= Task goal =
For each line below that contains the word "building", make a copy.

= Supplied records =
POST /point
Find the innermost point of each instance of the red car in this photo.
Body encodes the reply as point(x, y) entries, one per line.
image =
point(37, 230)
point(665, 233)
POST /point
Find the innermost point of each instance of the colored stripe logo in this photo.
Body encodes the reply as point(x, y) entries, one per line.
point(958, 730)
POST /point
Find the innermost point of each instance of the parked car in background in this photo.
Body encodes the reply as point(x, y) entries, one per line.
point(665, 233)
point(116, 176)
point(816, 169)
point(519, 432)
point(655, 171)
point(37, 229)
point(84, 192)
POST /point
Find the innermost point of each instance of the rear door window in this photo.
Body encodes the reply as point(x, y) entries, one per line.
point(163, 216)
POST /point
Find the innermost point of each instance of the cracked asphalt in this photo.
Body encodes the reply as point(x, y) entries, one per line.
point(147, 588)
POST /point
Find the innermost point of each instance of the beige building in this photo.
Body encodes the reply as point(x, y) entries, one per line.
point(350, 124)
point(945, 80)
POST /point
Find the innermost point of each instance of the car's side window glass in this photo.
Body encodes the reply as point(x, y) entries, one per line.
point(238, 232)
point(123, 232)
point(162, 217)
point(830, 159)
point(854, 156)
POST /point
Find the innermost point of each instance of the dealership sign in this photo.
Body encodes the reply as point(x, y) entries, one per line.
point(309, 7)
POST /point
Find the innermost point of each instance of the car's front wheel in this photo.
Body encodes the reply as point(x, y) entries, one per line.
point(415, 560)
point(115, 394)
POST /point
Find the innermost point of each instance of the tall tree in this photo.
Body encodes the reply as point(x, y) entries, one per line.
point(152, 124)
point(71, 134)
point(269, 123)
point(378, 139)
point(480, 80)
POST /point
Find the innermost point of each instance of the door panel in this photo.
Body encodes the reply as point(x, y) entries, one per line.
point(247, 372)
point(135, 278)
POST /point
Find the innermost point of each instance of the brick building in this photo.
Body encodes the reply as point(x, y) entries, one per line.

= Answer section =
Find the innermost point of each instance of the beige building in this photo.
Find the innermost point of each instance of the brick building in this photo.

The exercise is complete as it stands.